To do = Tally how many lines in the data below contain the string "gray", with case counting, and reply with only that number.

The input =
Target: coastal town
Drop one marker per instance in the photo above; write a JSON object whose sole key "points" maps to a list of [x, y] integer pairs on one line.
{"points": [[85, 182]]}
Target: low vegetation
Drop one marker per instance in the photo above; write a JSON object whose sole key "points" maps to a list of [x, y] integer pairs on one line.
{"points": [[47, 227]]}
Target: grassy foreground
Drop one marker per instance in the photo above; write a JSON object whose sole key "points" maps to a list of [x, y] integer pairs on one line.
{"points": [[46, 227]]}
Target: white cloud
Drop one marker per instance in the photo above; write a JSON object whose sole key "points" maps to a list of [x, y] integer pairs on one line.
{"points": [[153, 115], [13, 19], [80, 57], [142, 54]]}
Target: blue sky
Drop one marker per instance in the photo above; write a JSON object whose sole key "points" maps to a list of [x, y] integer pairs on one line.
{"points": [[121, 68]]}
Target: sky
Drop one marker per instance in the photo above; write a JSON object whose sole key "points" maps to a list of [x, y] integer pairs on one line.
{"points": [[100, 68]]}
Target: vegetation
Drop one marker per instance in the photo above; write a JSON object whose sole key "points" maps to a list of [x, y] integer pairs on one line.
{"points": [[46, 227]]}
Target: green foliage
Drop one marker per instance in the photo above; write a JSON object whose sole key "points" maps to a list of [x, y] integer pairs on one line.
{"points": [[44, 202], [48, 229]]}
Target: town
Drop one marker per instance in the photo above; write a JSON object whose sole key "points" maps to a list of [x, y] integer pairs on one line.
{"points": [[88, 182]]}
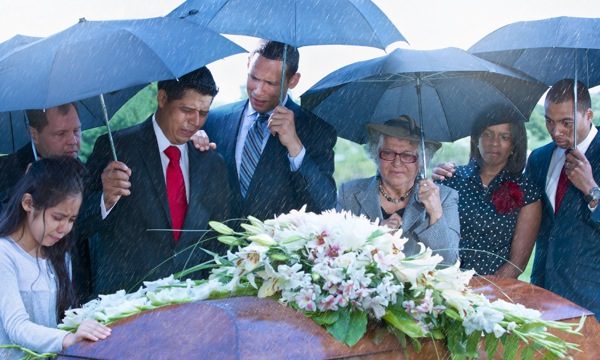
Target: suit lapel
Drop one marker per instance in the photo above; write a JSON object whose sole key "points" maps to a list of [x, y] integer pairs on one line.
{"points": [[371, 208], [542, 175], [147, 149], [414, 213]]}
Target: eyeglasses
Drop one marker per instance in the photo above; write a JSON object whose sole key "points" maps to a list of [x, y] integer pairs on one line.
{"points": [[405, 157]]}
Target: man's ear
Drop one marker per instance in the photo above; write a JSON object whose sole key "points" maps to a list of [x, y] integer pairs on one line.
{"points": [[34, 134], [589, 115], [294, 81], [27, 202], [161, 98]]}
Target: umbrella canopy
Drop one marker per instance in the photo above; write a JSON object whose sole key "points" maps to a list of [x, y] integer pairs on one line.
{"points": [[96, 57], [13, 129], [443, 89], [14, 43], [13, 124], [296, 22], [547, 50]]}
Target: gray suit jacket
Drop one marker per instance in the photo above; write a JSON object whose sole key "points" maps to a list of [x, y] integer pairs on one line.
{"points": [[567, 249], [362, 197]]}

---

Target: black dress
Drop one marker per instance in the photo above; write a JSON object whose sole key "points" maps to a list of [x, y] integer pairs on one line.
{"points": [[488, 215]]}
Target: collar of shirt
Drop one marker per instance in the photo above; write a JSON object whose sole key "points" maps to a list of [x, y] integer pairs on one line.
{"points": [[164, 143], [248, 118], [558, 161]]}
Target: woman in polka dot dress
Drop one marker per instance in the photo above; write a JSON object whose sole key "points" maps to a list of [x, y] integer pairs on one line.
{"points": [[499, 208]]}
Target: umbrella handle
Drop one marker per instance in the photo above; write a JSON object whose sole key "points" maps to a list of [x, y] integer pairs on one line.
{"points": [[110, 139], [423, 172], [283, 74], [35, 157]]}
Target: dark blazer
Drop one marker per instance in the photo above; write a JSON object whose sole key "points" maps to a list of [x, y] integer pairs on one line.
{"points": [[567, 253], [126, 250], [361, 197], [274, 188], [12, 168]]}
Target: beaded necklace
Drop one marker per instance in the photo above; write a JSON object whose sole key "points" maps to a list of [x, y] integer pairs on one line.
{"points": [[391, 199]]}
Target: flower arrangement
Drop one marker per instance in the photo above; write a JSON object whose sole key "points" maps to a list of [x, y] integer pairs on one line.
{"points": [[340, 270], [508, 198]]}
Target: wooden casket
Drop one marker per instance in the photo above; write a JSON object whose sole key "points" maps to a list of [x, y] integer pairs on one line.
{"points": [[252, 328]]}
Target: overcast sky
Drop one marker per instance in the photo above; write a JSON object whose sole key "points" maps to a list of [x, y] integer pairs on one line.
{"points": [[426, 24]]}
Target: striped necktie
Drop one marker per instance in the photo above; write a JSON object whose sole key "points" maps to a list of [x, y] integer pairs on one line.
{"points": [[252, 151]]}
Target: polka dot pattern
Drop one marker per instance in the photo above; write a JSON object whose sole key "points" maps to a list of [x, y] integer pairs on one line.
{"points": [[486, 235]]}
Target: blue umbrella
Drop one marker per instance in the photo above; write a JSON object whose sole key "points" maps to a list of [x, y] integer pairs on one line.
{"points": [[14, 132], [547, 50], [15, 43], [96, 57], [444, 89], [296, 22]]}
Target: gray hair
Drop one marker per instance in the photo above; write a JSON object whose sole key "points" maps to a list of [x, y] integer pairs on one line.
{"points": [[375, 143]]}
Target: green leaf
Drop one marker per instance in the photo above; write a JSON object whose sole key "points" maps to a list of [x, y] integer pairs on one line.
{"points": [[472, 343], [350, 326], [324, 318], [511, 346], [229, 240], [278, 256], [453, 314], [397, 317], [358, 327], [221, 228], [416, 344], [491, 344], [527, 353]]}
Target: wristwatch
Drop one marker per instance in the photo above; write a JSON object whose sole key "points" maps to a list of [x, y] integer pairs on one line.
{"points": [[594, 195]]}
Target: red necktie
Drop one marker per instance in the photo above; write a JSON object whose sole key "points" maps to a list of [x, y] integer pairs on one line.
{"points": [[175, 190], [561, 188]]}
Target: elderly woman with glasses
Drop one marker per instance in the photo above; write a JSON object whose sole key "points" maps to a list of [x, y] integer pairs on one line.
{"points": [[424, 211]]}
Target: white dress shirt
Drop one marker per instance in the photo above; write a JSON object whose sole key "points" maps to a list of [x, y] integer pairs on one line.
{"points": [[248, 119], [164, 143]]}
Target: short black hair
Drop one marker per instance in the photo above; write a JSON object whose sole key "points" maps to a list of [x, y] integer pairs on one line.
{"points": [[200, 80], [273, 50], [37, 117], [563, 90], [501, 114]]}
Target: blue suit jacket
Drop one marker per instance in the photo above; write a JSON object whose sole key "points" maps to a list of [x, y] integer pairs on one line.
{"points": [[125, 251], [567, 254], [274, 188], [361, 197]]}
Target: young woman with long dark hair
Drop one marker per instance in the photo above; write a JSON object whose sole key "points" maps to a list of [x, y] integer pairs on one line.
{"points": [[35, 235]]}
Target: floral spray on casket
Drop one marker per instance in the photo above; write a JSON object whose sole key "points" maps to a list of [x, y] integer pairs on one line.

Answer for the task = 2